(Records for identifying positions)
============================================================

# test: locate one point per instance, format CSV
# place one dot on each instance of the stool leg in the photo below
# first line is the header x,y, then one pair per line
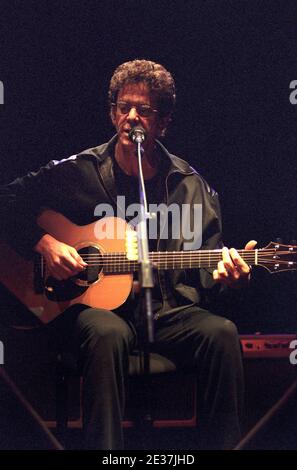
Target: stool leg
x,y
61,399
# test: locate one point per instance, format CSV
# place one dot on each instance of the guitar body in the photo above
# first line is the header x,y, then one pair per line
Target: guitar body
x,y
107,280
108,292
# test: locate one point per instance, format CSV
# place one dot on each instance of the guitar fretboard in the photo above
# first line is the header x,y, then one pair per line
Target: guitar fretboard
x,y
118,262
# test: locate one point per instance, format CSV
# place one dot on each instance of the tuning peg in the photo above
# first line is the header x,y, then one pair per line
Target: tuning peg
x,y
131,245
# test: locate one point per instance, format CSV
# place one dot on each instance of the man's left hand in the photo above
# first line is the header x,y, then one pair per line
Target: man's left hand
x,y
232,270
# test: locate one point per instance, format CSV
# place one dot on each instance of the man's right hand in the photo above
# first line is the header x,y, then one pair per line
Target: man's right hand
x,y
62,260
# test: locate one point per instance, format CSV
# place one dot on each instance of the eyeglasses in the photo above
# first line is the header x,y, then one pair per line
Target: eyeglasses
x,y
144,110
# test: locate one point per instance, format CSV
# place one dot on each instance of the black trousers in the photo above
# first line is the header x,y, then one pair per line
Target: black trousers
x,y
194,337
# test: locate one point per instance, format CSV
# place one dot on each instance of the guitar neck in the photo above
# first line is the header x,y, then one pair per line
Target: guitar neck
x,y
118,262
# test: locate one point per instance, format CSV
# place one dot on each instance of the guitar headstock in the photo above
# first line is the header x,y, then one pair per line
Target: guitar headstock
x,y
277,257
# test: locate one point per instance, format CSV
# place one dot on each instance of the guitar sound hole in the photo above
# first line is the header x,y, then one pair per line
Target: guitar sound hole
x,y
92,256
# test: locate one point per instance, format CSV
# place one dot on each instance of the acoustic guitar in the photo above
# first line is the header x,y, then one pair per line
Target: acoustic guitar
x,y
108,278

============================================================

▶ **TASK DESCRIPTION**: Identify each line in the records that contains the string "headstock", and copy every such line.

▶ **EXERCISE ANSWER**:
# place one dot on each instance of the guitar headstock in the photo above
Target: guitar headstock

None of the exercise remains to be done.